━━━ DOCUMENT
Ooops Happens. What do you do for fun ? Plan B. or Plan C.

A bridge collapses meaning you circle inside a cruise port for 6 days. A storm makes you walk on wet carpet in the passageways for 6 days. A whale tail catches fire and leaves you with no working fire extinguishers for six days afloat. Do you still cruise ?? What do you do for fun during these scheduled cruising six days (and nights) ??

Serious replies are immediately washed overboard.

17 Answers

My DH would be there ironing also, so we need one of the rooms with two ironing board. We'd be having our own party. See you there! I've met some really interesting people in the laundry rooms aboard ship over the years.Big Smile

Nope...you would need me for a referral to a vicious divorce lawyer...I do know several...I could just imagine you trying to "explain it all down at City Hall"....,,,,"Y'see judge, there i wuz, minding me own bidness, ironing me tees...and then....."...Judge looks over his glasses, brow furrows, gits all squinty eyed at YOU.......yer toast.....
━━━━━━
■ **STATED EXERCISE A**
Filter the entries below, keeping every line that contains the word "green", and match its case exactly.
━━━ RECORDS FOR THE TASK
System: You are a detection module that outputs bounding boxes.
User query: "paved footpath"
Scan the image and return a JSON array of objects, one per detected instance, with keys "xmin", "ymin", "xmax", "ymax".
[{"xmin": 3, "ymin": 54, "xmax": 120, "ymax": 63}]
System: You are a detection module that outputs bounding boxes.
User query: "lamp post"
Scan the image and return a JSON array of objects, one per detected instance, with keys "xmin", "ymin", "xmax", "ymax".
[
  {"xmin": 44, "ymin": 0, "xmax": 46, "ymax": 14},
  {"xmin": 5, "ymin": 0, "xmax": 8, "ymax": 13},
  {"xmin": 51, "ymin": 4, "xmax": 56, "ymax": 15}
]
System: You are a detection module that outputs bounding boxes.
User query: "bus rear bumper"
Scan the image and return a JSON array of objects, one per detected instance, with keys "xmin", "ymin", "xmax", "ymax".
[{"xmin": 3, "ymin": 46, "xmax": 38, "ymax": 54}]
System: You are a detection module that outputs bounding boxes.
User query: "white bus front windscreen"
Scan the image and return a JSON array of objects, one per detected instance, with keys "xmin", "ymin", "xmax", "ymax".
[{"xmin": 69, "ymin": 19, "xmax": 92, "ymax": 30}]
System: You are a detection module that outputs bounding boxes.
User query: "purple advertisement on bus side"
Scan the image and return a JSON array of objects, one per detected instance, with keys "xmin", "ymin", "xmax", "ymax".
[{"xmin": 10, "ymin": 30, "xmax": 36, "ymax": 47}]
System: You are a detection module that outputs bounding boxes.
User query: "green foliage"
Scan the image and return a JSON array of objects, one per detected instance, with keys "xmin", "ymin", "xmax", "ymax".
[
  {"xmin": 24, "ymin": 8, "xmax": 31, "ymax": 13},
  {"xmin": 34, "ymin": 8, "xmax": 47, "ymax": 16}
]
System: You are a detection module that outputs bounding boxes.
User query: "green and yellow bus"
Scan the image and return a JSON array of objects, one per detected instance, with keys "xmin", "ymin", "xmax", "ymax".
━━━━━━
■ **STATED EXERCISE B**
Quote the cruise thread above word for word, from "Serious replies are" to "at YOU.......yer toast.....".

■ **WRITTEN ANSWER A**
User query: "green foliage"
User query: "green and yellow bus"

■ **WRITTEN ANSWER B**
Serious replies are immediately washed overboard.

17 Answers

My DH would be there ironing also, so we need one of the rooms with two ironing board. We'd be having our own party. See you there! I've met some really interesting people in the laundry rooms aboard ship over the years.Big Smile

Nope...you would need me for a referral to a vicious divorce lawyer...I do know several...I could just imagine you trying to "explain it all down at City Hall"....,,,,"Y'see judge, there i wuz, minding me own bidness, ironing me tees...and then....."...Judge looks over his glasses, brow furrows, gits all squinty eyed at YOU.......yer toast.....